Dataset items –

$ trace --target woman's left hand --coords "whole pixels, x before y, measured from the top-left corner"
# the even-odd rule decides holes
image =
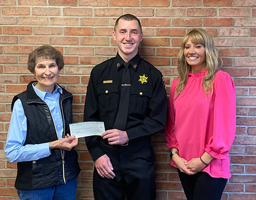
[[[194,172],[199,172],[203,170],[206,166],[203,164],[199,158],[191,159],[189,161],[185,163],[187,169]]]

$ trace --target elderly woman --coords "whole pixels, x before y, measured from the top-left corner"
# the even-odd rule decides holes
[[[52,47],[40,47],[29,56],[34,76],[27,90],[15,96],[5,151],[17,163],[15,187],[20,199],[75,199],[80,172],[70,136],[72,95],[56,82],[64,65]]]
[[[188,200],[220,199],[231,176],[228,151],[236,132],[236,95],[230,76],[218,70],[210,35],[188,32],[172,83],[167,146]]]

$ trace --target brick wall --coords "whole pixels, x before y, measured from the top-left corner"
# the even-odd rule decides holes
[[[232,177],[224,199],[256,199],[256,1],[255,0],[0,0],[0,199],[16,199],[16,164],[4,147],[14,95],[33,77],[28,54],[50,44],[65,55],[58,83],[74,94],[74,121],[82,119],[92,68],[115,56],[115,20],[124,13],[141,20],[141,55],[163,73],[169,94],[177,75],[177,55],[182,37],[203,27],[214,37],[223,70],[237,88],[237,136],[230,150]],[[163,135],[153,138],[158,199],[185,199],[175,169],[168,164]],[[93,163],[84,140],[77,147],[82,169],[77,199],[93,199]]]

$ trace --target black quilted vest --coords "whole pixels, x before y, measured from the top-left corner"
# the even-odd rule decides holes
[[[51,112],[47,105],[35,93],[32,83],[27,91],[15,96],[12,102],[20,99],[27,118],[26,144],[41,144],[57,140],[57,132]],[[63,136],[69,133],[69,124],[72,122],[72,95],[62,89],[59,104],[63,120]],[[74,148],[70,151],[52,149],[51,154],[36,161],[17,163],[15,187],[19,190],[45,188],[65,184],[76,177],[80,168],[77,153]],[[62,161],[62,154],[64,155]]]

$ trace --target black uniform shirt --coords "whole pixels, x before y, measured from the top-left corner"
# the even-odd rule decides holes
[[[94,67],[87,87],[84,121],[103,121],[106,130],[113,128],[119,106],[124,61],[118,54]],[[130,141],[152,135],[166,123],[167,99],[161,72],[137,54],[129,61],[131,88],[125,130]],[[99,145],[102,138],[86,138],[95,161],[105,154]]]

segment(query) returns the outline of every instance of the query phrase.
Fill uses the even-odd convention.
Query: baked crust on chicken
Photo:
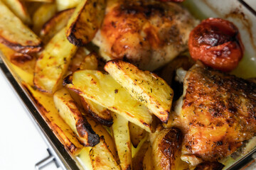
[[[186,9],[175,3],[109,4],[93,42],[100,47],[107,60],[123,60],[150,71],[187,49],[188,35],[198,23]]]
[[[183,84],[183,161],[218,161],[256,135],[255,84],[195,65]]]

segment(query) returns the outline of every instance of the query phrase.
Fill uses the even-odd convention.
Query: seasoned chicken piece
[[[198,22],[180,5],[124,1],[108,5],[93,42],[107,60],[119,59],[154,70],[187,49]]]
[[[256,135],[256,84],[196,64],[183,84],[183,161],[218,161]]]

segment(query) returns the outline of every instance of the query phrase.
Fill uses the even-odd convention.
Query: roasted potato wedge
[[[46,45],[36,61],[33,83],[43,92],[54,93],[62,86],[71,58],[78,47],[70,43],[65,28],[56,34]]]
[[[75,72],[78,69],[80,69],[80,66],[85,60],[86,56],[90,54],[90,51],[85,47],[78,47],[74,57],[73,58],[69,70],[72,72]]]
[[[132,144],[129,137],[129,122],[122,115],[112,113],[112,132],[122,170],[132,169]]]
[[[194,170],[221,170],[225,166],[218,162],[206,162],[196,166]]]
[[[80,47],[90,42],[102,24],[105,8],[105,0],[82,0],[68,21],[68,40]]]
[[[77,135],[84,146],[93,147],[99,143],[99,135],[93,131],[65,88],[54,94],[53,101],[61,118]]]
[[[144,170],[154,170],[152,161],[152,147],[150,144],[145,153],[142,163]]]
[[[91,52],[85,56],[83,61],[79,66],[80,69],[92,69],[96,70],[98,67],[98,60],[97,59],[97,54]]]
[[[50,19],[56,13],[57,7],[53,3],[46,3],[41,6],[33,15],[33,30],[40,34],[43,24]]]
[[[23,1],[31,1],[31,2],[46,2],[51,3],[54,2],[54,0],[22,0]]]
[[[26,83],[23,85],[36,103],[38,109],[42,113],[42,116],[64,147],[73,155],[79,154],[83,146],[75,137],[75,134],[69,125],[60,116],[58,110],[55,108],[53,96],[36,91]]]
[[[23,23],[31,24],[31,18],[29,16],[25,4],[20,0],[2,0],[2,1],[18,16]]]
[[[133,123],[129,123],[129,130],[132,145],[137,148],[139,142],[145,137],[146,132]]]
[[[81,0],[55,0],[55,1],[58,11],[76,7],[81,3]]]
[[[39,52],[41,39],[0,1],[0,42],[22,53]],[[15,26],[15,27],[14,27]]]
[[[40,37],[45,43],[68,24],[74,11],[75,8],[70,8],[60,11],[44,23],[40,32]]]
[[[90,115],[95,121],[108,127],[113,124],[113,118],[107,108],[82,96],[80,97],[80,101],[85,113]]]
[[[12,64],[33,75],[36,61],[34,56],[17,52],[3,44],[0,44],[0,50]]]
[[[164,80],[122,60],[107,62],[105,69],[162,122],[167,123],[174,91]]]
[[[145,157],[146,152],[147,152],[149,146],[149,142],[146,141],[143,143],[142,146],[139,148],[139,151],[132,158],[132,169],[142,170],[143,169],[143,159]]]
[[[66,77],[64,84],[81,96],[121,114],[148,132],[151,131],[150,111],[134,99],[110,75],[95,70],[79,70]]]
[[[90,158],[94,170],[120,169],[120,166],[110,151],[103,136],[100,143],[90,151]]]

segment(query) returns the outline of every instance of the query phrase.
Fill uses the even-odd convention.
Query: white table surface
[[[35,169],[47,146],[0,70],[0,169]],[[54,163],[45,170],[60,170]]]

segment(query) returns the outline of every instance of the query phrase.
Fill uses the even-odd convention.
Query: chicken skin
[[[195,65],[183,84],[177,123],[185,134],[183,161],[219,161],[256,135],[255,84]]]
[[[109,3],[93,42],[107,60],[119,59],[154,70],[187,49],[198,23],[179,4],[154,1]]]

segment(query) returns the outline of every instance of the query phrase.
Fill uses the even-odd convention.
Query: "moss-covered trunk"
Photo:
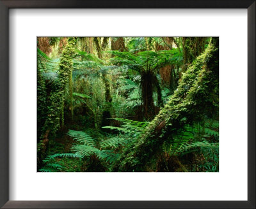
[[[134,145],[126,150],[113,170],[145,171],[147,164],[162,150],[164,141],[185,124],[218,114],[218,38],[184,73],[177,90],[149,124]]]
[[[98,52],[98,57],[100,59],[102,59],[102,50],[99,38],[97,37],[94,38],[93,41],[95,44],[96,48]],[[104,110],[102,112],[102,126],[108,126],[110,125],[110,120],[108,120],[108,119],[111,117],[111,110],[112,109],[112,104],[111,104],[112,96],[110,91],[110,83],[108,79],[107,74],[106,73],[106,72],[103,72],[102,75],[102,80],[105,85],[105,103],[106,103]]]

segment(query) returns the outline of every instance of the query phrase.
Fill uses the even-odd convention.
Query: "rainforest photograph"
[[[38,172],[219,172],[218,37],[37,37]]]

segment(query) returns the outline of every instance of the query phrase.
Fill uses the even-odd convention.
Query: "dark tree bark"
[[[170,100],[131,147],[132,150],[130,147],[124,152],[113,171],[145,171],[147,163],[161,152],[175,130],[189,121],[200,121],[205,114],[218,115],[214,104],[218,103],[218,38],[213,38],[200,59],[184,75]]]
[[[141,77],[141,97],[143,101],[143,117],[152,119],[154,116],[153,82],[155,75],[150,71],[143,72]]]

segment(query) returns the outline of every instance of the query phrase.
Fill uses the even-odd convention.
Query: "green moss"
[[[218,112],[213,104],[218,103],[217,42],[214,38],[205,52],[184,73],[174,94],[149,124],[132,150],[124,152],[113,166],[114,171],[144,171],[147,162],[161,150],[164,141],[170,140],[177,129],[188,122],[202,120],[212,110]]]

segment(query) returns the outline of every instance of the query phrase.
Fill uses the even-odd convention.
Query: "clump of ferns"
[[[115,163],[119,158],[123,147],[134,144],[140,135],[147,122],[134,121],[125,119],[112,119],[122,123],[120,127],[105,126],[102,128],[117,131],[114,136],[102,138],[100,140],[93,138],[86,131],[69,130],[67,134],[73,138],[76,143],[71,147],[72,153],[56,154],[48,156],[44,162],[45,166],[40,171],[54,172],[63,171],[61,165],[53,163],[55,157],[78,157],[89,165],[91,161],[98,161],[105,168]],[[54,161],[55,162],[55,161]],[[58,165],[57,165],[58,164]],[[81,165],[82,166],[82,165]],[[108,168],[106,168],[108,169]]]
[[[163,147],[165,154],[182,159],[193,154],[197,163],[192,171],[217,172],[219,168],[218,122],[186,126]]]

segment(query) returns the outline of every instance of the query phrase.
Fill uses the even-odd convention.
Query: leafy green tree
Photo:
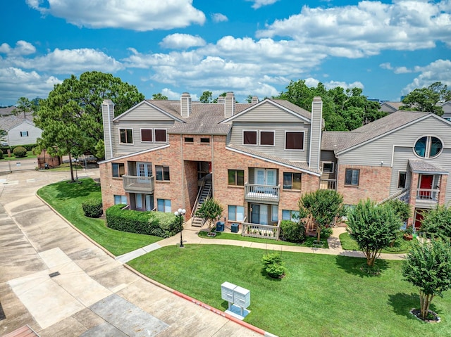
[[[451,238],[451,206],[440,205],[423,213],[421,231],[428,236]]]
[[[103,158],[104,99],[114,103],[117,116],[142,101],[144,95],[119,77],[97,71],[84,72],[79,79],[72,75],[56,84],[49,97],[41,101],[35,117],[35,125],[42,130],[39,150],[45,148],[54,155],[89,152]]]
[[[152,94],[152,99],[167,101],[168,97],[159,92],[158,94]]]
[[[216,201],[212,198],[207,198],[196,212],[196,217],[205,219],[209,227],[209,232],[211,233],[214,222],[221,217],[223,210],[222,206]]]
[[[11,111],[11,113],[18,115],[23,113],[23,117],[25,117],[27,113],[36,113],[39,110],[41,98],[36,97],[35,99],[30,101],[26,97],[20,97],[16,103],[16,108]]]
[[[402,263],[402,276],[418,287],[421,314],[428,315],[434,296],[451,288],[451,246],[450,241],[432,240],[414,243]]]
[[[366,265],[374,266],[381,251],[396,238],[402,222],[388,204],[376,205],[369,199],[360,201],[348,211],[347,231],[366,257]]]
[[[443,109],[437,103],[443,103],[450,99],[451,90],[448,90],[446,84],[436,82],[429,87],[417,88],[409,93],[402,99],[404,106],[401,108],[431,112],[441,116],[443,115]]]
[[[319,189],[304,194],[298,201],[300,217],[311,217],[316,228],[316,240],[321,231],[333,224],[344,212],[343,197],[332,189]]]
[[[213,93],[208,90],[204,91],[200,96],[199,101],[202,103],[211,103]]]

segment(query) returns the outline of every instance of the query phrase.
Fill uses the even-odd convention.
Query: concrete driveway
[[[25,324],[42,337],[261,336],[140,277],[35,196],[68,178],[0,175],[0,336]]]

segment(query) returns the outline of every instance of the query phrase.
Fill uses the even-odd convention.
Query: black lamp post
[[[174,212],[174,215],[178,218],[178,221],[180,222],[180,248],[183,248],[184,247],[183,239],[182,239],[182,231],[183,231],[183,220],[185,213],[186,210],[182,210],[181,208],[179,208],[178,210]]]

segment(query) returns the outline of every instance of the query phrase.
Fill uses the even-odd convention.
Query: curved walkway
[[[228,245],[228,246],[240,246],[242,247],[247,247],[252,248],[260,248],[265,250],[273,250],[278,251],[296,252],[296,253],[308,253],[314,254],[328,254],[332,255],[343,255],[353,257],[364,257],[363,253],[357,250],[345,250],[341,246],[340,242],[340,234],[346,231],[345,227],[335,227],[333,229],[333,234],[328,239],[328,248],[319,248],[315,247],[303,247],[300,246],[284,246],[271,243],[261,243],[251,241],[244,241],[241,240],[228,240],[221,239],[204,239],[198,236],[199,231],[205,229],[199,227],[192,227],[188,222],[185,224],[185,228],[182,232],[183,244],[209,244],[209,245]],[[237,234],[239,235],[239,234]],[[167,246],[180,245],[180,234],[175,235],[171,238],[161,240],[152,245],[142,247],[132,252],[128,253],[123,255],[116,257],[116,260],[122,263],[126,263],[139,256],[146,254],[149,252]],[[403,260],[404,254],[389,254],[382,253],[380,258],[383,260]]]
[[[98,175],[98,170],[78,172],[79,177]],[[68,177],[45,171],[0,175],[0,336],[27,324],[41,337],[265,332],[148,281],[80,235],[35,195]]]

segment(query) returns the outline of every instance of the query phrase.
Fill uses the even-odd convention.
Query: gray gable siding
[[[274,131],[274,146],[243,145],[242,135],[244,130],[257,131],[257,142],[259,139],[259,131]],[[304,132],[303,151],[285,149],[285,131]],[[249,148],[289,160],[304,163],[307,161],[309,150],[310,125],[299,122],[299,119],[297,119],[297,122],[241,122],[234,121],[230,135],[230,140],[228,139],[230,144],[249,147]]]
[[[169,136],[167,134],[168,129],[172,127],[174,121],[124,121],[116,122],[113,127],[113,139],[115,156],[118,155],[127,155],[134,153],[144,150],[154,148],[165,144],[168,144]],[[120,129],[132,129],[133,143],[132,144],[125,144],[120,143]],[[141,129],[166,129],[166,143],[155,142],[154,137],[153,141],[141,141]]]
[[[409,159],[419,158],[414,153],[414,146],[416,140],[424,136],[438,137],[444,146],[438,157],[425,160],[451,172],[451,125],[445,120],[433,117],[340,155],[340,165],[386,167],[392,166],[393,160],[390,191],[390,193],[393,194],[399,191],[398,172],[408,171]],[[383,163],[381,164],[381,162]],[[410,176],[408,175],[408,182]],[[451,189],[447,189],[445,200],[447,203],[451,201]]]
[[[301,120],[299,117],[275,106],[269,102],[266,102],[237,116],[233,120],[233,122],[264,121],[266,122],[299,123]]]
[[[27,136],[23,137],[20,132],[26,131],[28,132]],[[16,125],[8,130],[6,141],[10,146],[17,145],[34,144],[37,139],[41,136],[42,130],[35,126],[33,123],[24,120],[20,124]]]
[[[120,121],[154,121],[154,120],[166,120],[173,121],[173,118],[168,115],[163,113],[159,110],[144,103],[132,108],[127,113],[118,118]]]

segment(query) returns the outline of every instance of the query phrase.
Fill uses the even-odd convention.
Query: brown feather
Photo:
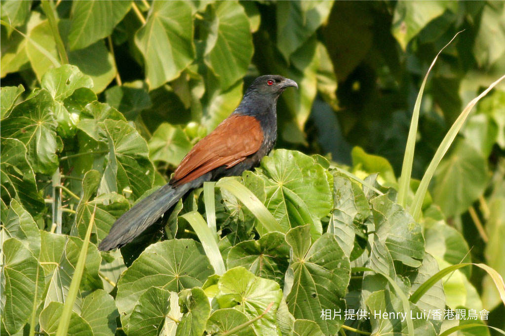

Stated problem –
Gather every line of the material above that contains the string "moss".

Problem solution –
Query: "moss-covered trunk"
Query: "green moss"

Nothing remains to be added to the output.